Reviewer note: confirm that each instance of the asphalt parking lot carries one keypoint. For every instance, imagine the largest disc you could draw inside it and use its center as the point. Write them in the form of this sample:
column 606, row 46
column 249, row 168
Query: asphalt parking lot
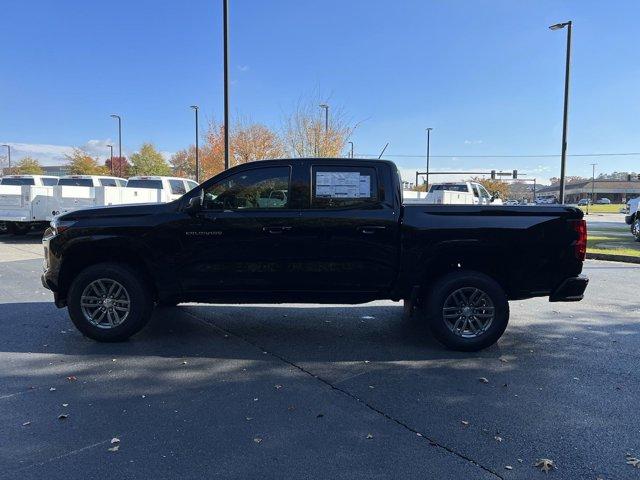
column 311, row 391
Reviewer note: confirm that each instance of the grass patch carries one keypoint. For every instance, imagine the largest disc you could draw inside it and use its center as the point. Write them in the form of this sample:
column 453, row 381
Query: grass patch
column 611, row 208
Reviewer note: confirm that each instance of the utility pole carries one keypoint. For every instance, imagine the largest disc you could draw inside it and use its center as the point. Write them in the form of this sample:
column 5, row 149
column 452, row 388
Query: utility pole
column 565, row 116
column 225, row 15
column 195, row 108
column 428, row 147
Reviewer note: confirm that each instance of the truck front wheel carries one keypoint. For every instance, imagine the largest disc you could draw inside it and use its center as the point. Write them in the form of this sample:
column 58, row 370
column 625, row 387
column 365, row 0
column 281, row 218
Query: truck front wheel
column 467, row 311
column 109, row 302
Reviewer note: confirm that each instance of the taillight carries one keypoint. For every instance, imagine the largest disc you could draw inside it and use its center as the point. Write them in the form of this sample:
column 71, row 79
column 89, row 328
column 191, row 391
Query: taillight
column 580, row 227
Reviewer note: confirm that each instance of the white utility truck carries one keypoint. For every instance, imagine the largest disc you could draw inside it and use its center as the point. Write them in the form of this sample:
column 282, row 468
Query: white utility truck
column 155, row 189
column 74, row 192
column 25, row 201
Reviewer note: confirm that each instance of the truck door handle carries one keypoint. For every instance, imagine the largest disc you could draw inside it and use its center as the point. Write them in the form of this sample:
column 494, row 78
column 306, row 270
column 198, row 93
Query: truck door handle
column 276, row 230
column 371, row 229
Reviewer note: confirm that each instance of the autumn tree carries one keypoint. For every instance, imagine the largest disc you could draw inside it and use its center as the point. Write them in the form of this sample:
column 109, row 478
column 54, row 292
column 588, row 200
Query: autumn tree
column 149, row 161
column 28, row 166
column 306, row 135
column 81, row 163
column 254, row 141
column 121, row 166
column 494, row 187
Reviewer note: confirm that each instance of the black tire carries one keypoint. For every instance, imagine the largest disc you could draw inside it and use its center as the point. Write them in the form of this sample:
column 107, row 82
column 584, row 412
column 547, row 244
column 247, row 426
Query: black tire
column 453, row 282
column 137, row 289
column 15, row 228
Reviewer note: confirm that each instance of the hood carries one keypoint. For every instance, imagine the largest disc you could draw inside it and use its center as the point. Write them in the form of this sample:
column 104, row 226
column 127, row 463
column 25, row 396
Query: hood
column 115, row 211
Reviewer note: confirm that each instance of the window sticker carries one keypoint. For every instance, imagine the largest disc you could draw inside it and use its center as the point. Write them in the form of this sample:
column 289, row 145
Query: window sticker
column 343, row 185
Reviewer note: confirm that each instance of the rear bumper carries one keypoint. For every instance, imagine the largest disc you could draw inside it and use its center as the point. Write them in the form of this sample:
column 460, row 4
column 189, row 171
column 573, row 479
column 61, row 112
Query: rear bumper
column 570, row 290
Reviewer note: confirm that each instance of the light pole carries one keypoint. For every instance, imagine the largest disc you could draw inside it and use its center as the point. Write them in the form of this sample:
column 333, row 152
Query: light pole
column 8, row 155
column 225, row 20
column 111, row 157
column 195, row 108
column 428, row 146
column 565, row 115
column 119, row 135
column 593, row 179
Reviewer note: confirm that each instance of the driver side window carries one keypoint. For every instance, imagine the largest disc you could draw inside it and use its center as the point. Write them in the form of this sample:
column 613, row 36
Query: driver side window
column 259, row 188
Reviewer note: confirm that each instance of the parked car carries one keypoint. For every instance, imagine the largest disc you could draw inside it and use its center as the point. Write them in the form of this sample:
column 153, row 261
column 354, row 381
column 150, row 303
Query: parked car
column 340, row 234
column 460, row 193
column 156, row 189
column 25, row 201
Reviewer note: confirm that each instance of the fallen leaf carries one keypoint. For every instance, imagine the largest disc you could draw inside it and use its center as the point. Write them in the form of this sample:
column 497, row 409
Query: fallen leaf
column 633, row 461
column 545, row 465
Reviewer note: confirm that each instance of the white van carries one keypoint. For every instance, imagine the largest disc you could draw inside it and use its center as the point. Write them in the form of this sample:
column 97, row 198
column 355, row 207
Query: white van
column 74, row 192
column 25, row 201
column 156, row 189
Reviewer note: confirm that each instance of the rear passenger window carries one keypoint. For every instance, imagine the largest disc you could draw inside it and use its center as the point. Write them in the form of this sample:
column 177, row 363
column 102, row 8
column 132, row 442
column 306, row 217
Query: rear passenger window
column 177, row 187
column 343, row 187
column 108, row 182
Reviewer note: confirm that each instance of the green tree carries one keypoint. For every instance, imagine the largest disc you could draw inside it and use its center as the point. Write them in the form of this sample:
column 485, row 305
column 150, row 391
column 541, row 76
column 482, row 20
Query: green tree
column 148, row 161
column 81, row 163
column 28, row 166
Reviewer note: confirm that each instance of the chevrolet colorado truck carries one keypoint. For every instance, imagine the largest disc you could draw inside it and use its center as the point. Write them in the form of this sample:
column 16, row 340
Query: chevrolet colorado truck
column 313, row 230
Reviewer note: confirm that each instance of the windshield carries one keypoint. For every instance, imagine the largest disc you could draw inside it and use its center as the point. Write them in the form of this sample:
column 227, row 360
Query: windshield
column 75, row 182
column 157, row 184
column 18, row 181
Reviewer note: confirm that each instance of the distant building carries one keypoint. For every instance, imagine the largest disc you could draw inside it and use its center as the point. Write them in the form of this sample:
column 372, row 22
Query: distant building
column 618, row 191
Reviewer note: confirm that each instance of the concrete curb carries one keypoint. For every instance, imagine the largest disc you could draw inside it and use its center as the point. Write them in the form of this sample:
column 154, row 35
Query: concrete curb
column 613, row 258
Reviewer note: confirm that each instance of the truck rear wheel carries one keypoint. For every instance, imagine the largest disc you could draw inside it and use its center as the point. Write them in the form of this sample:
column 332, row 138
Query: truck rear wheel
column 467, row 311
column 109, row 302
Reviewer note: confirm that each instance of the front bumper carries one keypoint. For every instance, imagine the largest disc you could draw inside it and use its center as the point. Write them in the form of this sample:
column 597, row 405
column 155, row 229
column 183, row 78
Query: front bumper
column 570, row 290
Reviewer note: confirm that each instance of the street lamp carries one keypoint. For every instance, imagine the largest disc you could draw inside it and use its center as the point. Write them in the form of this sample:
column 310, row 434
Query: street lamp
column 593, row 179
column 8, row 155
column 119, row 134
column 428, row 130
column 225, row 21
column 111, row 149
column 563, row 161
column 195, row 108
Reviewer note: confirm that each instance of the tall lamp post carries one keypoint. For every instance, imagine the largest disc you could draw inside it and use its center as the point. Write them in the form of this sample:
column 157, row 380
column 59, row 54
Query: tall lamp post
column 8, row 155
column 111, row 157
column 195, row 108
column 563, row 161
column 225, row 20
column 428, row 147
column 119, row 134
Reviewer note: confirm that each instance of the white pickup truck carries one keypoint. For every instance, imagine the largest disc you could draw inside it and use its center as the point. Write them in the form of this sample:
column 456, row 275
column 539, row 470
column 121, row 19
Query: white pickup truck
column 155, row 189
column 81, row 191
column 457, row 193
column 25, row 201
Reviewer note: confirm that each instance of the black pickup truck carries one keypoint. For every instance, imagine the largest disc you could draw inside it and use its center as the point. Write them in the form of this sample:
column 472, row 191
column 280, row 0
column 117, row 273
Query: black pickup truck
column 313, row 230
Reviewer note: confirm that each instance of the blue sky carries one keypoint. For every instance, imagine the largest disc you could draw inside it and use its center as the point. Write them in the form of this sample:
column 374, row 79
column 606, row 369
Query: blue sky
column 487, row 75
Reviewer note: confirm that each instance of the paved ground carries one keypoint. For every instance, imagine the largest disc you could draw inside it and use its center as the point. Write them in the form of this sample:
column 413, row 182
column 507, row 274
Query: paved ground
column 318, row 391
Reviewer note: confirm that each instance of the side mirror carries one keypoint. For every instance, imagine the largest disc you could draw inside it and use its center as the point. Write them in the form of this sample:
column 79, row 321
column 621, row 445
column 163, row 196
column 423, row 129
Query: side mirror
column 195, row 204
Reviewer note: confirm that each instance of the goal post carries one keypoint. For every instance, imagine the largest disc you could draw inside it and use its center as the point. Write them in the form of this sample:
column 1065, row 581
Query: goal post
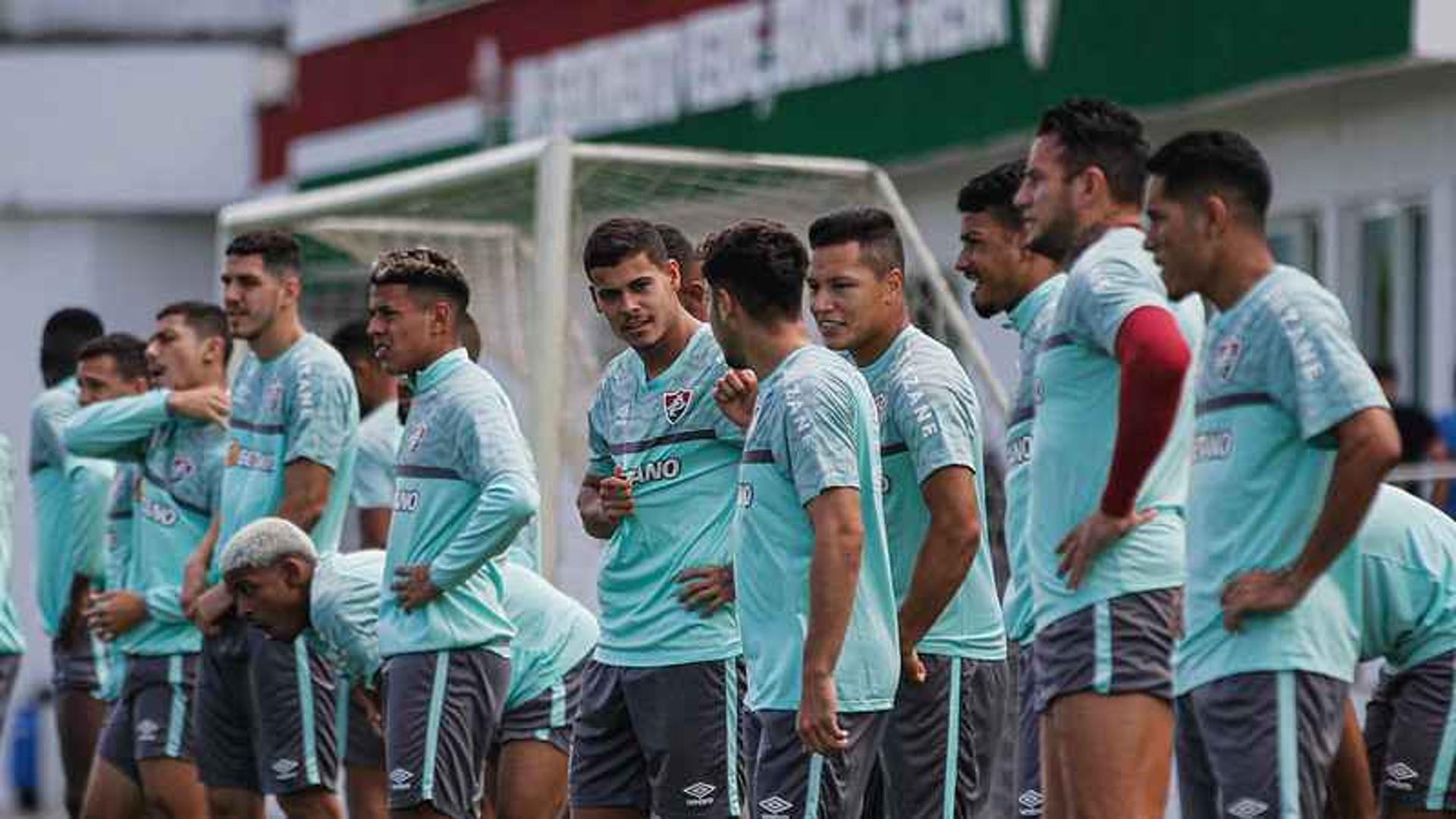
column 516, row 219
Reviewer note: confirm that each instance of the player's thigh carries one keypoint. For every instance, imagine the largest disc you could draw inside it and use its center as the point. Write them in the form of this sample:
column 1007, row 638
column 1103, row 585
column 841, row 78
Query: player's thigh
column 171, row 789
column 530, row 780
column 1114, row 752
column 686, row 723
column 111, row 793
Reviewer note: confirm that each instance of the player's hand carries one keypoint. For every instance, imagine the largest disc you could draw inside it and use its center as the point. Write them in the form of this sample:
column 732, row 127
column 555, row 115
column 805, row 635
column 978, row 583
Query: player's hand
column 1091, row 538
column 736, row 395
column 210, row 608
column 819, row 720
column 1258, row 592
column 204, row 403
column 912, row 670
column 705, row 588
column 413, row 586
column 112, row 614
column 615, row 494
column 194, row 582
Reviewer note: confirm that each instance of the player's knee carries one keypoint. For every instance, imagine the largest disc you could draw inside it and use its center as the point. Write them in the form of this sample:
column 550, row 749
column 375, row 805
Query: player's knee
column 313, row 803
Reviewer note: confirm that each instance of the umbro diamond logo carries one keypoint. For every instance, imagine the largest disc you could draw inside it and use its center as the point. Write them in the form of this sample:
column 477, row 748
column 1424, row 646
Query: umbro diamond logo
column 775, row 808
column 1248, row 808
column 699, row 795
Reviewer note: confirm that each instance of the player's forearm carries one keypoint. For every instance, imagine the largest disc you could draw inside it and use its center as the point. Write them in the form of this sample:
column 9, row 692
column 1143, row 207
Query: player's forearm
column 117, row 428
column 946, row 558
column 504, row 509
column 1369, row 447
column 833, row 579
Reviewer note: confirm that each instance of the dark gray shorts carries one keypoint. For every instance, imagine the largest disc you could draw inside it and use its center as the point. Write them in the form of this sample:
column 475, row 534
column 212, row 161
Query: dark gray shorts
column 77, row 665
column 267, row 711
column 1411, row 736
column 786, row 781
column 663, row 741
column 1030, row 798
column 1257, row 745
column 548, row 716
column 363, row 746
column 152, row 719
column 9, row 672
column 940, row 748
column 1119, row 646
column 441, row 711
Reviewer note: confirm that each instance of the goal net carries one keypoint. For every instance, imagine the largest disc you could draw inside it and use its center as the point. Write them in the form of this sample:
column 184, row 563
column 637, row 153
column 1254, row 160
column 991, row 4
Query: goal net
column 516, row 218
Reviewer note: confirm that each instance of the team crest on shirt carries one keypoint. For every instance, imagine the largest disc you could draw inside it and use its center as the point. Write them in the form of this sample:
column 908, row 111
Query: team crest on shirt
column 676, row 404
column 1226, row 356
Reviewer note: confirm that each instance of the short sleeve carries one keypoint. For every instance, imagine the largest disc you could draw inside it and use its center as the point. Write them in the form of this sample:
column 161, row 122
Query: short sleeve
column 1101, row 297
column 821, row 436
column 373, row 475
column 1320, row 375
column 321, row 417
column 938, row 419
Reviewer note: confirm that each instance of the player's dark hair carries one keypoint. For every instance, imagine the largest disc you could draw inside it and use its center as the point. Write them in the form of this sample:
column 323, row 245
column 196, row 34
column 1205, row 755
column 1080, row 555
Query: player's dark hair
column 64, row 334
column 278, row 249
column 427, row 273
column 880, row 245
column 207, row 321
column 1100, row 133
column 619, row 240
column 353, row 341
column 995, row 194
column 127, row 350
column 762, row 264
column 471, row 335
column 1204, row 162
column 677, row 246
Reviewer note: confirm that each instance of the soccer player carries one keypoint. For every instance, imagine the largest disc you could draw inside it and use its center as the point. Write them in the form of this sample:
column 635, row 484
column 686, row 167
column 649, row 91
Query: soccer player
column 12, row 643
column 177, row 438
column 657, row 732
column 71, row 504
column 373, row 491
column 1109, row 471
column 816, row 599
column 692, row 287
column 941, row 742
column 1024, row 284
column 1293, row 436
column 293, row 423
column 465, row 487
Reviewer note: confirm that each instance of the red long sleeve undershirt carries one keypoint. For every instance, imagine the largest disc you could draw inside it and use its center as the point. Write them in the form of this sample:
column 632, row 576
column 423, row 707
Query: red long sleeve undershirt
column 1155, row 359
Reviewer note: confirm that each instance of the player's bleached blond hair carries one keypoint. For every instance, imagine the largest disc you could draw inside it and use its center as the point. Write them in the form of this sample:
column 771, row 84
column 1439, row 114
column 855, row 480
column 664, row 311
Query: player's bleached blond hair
column 267, row 541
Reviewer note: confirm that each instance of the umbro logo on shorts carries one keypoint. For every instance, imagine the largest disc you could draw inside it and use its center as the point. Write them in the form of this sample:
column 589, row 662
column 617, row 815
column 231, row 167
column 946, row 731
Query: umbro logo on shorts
column 775, row 808
column 699, row 795
column 147, row 730
column 1398, row 776
column 1248, row 808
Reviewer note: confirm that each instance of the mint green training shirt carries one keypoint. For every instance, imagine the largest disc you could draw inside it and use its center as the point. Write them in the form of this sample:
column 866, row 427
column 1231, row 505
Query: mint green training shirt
column 465, row 487
column 1280, row 369
column 1031, row 318
column 181, row 469
column 297, row 406
column 1078, row 379
column 680, row 453
column 930, row 419
column 813, row 430
column 71, row 506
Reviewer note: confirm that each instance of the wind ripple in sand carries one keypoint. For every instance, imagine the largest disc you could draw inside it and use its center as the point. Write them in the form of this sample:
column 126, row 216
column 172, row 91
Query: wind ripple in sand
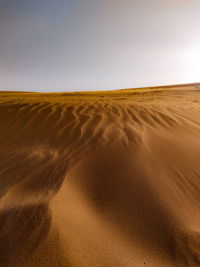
column 100, row 179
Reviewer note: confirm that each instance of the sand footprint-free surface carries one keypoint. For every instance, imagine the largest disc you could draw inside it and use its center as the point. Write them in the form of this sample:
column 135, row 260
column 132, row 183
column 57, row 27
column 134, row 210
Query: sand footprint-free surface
column 100, row 178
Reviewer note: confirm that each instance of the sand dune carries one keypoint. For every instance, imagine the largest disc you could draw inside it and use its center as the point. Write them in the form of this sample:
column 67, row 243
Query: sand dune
column 100, row 179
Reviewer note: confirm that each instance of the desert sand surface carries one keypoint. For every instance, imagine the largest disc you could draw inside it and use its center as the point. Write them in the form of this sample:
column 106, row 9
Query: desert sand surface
column 100, row 178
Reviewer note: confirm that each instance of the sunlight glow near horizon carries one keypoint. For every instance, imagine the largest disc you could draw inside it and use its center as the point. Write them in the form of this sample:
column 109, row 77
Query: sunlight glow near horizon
column 79, row 45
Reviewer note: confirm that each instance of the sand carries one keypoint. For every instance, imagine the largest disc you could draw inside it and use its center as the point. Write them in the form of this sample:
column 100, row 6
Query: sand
column 101, row 178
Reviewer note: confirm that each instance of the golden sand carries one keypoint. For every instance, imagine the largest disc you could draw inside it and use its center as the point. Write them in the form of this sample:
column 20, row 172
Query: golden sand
column 100, row 178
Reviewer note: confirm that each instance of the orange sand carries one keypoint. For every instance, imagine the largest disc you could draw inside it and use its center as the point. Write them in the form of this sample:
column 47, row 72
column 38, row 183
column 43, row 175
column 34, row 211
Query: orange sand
column 100, row 179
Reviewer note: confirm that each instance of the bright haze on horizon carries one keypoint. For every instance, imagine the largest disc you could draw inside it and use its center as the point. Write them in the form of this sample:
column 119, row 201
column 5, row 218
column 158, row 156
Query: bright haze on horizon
column 81, row 45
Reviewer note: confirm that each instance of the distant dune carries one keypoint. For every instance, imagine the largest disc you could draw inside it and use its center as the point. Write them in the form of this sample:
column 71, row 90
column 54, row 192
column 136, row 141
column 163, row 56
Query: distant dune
column 100, row 178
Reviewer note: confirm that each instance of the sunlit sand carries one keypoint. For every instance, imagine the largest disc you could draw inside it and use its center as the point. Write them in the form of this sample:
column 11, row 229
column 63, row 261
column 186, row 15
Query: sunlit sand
column 100, row 178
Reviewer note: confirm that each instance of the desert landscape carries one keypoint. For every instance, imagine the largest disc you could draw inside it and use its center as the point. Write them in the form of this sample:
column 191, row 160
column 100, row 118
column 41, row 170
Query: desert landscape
column 100, row 178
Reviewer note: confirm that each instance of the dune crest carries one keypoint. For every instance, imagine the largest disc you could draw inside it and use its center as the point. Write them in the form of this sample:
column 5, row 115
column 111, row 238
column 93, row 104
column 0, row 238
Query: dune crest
column 100, row 179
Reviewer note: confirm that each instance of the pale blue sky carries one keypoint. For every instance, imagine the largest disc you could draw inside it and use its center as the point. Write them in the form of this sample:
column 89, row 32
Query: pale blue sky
column 76, row 45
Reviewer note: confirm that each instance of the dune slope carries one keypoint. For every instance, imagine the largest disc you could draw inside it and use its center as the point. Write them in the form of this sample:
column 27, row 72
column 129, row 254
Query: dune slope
column 100, row 179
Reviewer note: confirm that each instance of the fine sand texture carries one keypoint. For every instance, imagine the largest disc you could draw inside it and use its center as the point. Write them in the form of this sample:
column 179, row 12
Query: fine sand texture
column 100, row 178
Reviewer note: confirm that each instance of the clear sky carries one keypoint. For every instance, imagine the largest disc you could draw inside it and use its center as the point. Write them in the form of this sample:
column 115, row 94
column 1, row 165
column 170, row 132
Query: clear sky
column 76, row 45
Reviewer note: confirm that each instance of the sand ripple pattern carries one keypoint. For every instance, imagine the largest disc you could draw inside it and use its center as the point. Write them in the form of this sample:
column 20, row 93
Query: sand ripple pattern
column 105, row 179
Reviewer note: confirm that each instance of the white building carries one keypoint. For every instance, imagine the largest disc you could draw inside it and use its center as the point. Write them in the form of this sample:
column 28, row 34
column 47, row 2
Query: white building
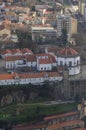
column 43, row 33
column 69, row 59
column 81, row 6
column 27, row 78
column 16, row 52
column 66, row 58
column 64, row 21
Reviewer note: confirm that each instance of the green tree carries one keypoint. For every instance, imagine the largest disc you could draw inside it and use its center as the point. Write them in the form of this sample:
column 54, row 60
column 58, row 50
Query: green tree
column 64, row 37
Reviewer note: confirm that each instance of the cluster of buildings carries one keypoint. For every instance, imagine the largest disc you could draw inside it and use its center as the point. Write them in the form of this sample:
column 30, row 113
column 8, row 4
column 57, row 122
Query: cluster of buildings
column 45, row 23
column 65, row 58
column 82, row 9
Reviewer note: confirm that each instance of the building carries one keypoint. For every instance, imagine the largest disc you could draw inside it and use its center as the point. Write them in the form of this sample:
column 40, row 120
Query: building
column 81, row 6
column 29, row 78
column 65, row 21
column 43, row 33
column 66, row 121
column 69, row 59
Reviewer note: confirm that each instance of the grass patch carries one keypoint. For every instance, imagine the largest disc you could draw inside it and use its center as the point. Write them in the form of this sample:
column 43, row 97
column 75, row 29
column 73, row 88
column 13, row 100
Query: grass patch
column 29, row 113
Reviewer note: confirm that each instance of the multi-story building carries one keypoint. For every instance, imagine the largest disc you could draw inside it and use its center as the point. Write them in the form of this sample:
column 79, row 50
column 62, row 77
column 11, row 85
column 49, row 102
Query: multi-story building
column 65, row 21
column 43, row 33
column 81, row 6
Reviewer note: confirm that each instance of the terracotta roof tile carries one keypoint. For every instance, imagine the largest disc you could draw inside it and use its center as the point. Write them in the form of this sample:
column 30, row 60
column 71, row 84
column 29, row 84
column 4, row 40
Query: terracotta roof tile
column 28, row 75
column 68, row 52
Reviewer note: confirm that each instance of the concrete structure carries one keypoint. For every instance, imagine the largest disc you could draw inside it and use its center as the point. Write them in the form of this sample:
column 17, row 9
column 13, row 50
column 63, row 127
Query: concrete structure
column 69, row 59
column 84, row 15
column 81, row 6
column 16, row 52
column 43, row 33
column 66, row 121
column 65, row 21
column 27, row 78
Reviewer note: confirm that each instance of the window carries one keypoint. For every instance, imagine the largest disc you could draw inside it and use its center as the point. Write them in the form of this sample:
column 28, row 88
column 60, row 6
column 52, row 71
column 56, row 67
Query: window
column 70, row 63
column 61, row 62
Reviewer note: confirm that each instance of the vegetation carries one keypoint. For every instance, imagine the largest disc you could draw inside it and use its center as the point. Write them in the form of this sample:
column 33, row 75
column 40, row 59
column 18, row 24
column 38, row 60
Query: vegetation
column 20, row 113
column 25, row 40
column 66, row 3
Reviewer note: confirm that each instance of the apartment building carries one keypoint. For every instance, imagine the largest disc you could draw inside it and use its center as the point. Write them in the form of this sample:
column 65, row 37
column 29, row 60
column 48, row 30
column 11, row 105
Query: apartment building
column 43, row 33
column 81, row 6
column 65, row 21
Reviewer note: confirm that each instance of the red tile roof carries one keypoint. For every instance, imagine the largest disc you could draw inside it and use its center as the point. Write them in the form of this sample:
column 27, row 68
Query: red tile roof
column 68, row 52
column 45, row 61
column 14, row 51
column 14, row 58
column 28, row 75
column 6, row 52
column 26, row 50
column 60, row 115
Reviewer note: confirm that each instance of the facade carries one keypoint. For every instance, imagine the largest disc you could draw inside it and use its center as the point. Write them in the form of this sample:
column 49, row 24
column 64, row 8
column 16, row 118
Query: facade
column 43, row 33
column 66, row 121
column 16, row 52
column 81, row 6
column 29, row 78
column 65, row 21
column 69, row 60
--------------------------------------------------
■ **The task**:
Everything above from the line with "column 154, row 35" to the line with "column 472, row 191", both included, must be repeated exactly, and nothing outside that range.

■ **Result for this exercise**:
column 154, row 35
Query: concrete curb
column 613, row 258
Reviewer note: confirm that each instance of the truck rear wheel carries one keypoint. For every instance, imagine the largest disc you could draw inside it and use its center as the point. Write them in the form of this sample:
column 332, row 138
Query: truck rear wheel
column 467, row 311
column 109, row 302
Reviewer note: confirm that each instance of the front bumper carries one keypoint. For every instance, imagine the largest disc you could draw inside it and use its center as the point. Write them in the form of this sample:
column 597, row 405
column 155, row 229
column 183, row 78
Query: front bumper
column 570, row 290
Reviewer note: confirm that each instance of the street lamp carries one keypoint. For every instance, imagine the largest disc you could draw inside it and use its center as the point. Write them in the form of this sample:
column 310, row 434
Query: street lamp
column 593, row 179
column 8, row 155
column 119, row 134
column 428, row 130
column 225, row 21
column 111, row 149
column 563, row 161
column 195, row 108
Reviewer note: confirm that each instance of the tall lamp post carries one keypoint. For every instance, imagine the largest disc you could draw inside it and use its center as the point. Write them in the form of this sample:
column 157, row 380
column 59, row 54
Query: tall lamp post
column 8, row 155
column 111, row 157
column 195, row 108
column 563, row 161
column 225, row 20
column 428, row 147
column 119, row 134
Reviewer note: confirm that each instance of the white pickup truck carries one keypoint. For every instance, imagine the largest disc you could draw inside it and use its center as the point. Write them in the form of this sample:
column 456, row 275
column 539, row 470
column 121, row 19
Query: white pickup truck
column 155, row 189
column 81, row 191
column 457, row 193
column 25, row 201
Reviewer note: confirm that each instance of the black pickup truck carries one keypoint. For every instance, imagine the largest disc you could draw inside it and use its center as the point. Write them in the form of this sample:
column 472, row 191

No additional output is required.